*Goal of the exercise*.
In the material below, find each line holding the string "nose" and copy it.

##### Exercise material #####

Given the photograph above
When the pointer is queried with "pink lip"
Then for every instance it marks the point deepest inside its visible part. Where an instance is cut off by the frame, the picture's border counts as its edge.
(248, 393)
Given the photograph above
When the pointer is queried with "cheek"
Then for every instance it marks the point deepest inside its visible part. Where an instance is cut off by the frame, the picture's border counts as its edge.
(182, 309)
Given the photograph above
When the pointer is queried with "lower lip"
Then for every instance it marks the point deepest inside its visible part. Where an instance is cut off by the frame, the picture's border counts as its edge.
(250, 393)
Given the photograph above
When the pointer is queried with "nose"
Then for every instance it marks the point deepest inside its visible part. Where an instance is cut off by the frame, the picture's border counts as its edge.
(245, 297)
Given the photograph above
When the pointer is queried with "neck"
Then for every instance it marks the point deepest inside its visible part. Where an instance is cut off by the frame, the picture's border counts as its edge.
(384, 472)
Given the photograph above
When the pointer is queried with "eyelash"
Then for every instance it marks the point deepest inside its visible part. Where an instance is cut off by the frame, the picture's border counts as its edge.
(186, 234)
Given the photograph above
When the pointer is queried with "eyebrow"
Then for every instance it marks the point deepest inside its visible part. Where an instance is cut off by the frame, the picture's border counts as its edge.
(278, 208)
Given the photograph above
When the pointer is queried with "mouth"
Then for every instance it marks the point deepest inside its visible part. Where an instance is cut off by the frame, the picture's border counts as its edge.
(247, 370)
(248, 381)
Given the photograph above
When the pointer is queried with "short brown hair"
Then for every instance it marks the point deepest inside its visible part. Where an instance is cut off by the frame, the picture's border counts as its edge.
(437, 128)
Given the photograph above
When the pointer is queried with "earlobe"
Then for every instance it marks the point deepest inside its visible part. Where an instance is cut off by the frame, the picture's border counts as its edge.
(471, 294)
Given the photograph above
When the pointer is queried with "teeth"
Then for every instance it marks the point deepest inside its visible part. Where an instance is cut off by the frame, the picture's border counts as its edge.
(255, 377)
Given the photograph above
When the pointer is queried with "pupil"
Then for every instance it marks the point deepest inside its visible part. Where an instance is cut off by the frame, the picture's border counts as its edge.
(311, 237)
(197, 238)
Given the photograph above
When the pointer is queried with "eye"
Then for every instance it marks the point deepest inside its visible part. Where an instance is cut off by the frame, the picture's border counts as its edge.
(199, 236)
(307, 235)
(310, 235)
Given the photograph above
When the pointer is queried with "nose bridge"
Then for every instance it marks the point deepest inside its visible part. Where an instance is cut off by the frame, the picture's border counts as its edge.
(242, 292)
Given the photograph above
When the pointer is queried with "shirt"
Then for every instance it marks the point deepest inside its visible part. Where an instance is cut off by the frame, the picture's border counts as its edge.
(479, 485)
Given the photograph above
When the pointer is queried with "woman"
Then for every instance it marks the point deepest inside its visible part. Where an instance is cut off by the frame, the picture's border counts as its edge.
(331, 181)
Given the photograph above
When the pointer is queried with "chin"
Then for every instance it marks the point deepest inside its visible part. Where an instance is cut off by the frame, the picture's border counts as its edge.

#####

*Task output*.
When the pointer is queried with "nose"
When the pointer is queried with "nose bridge"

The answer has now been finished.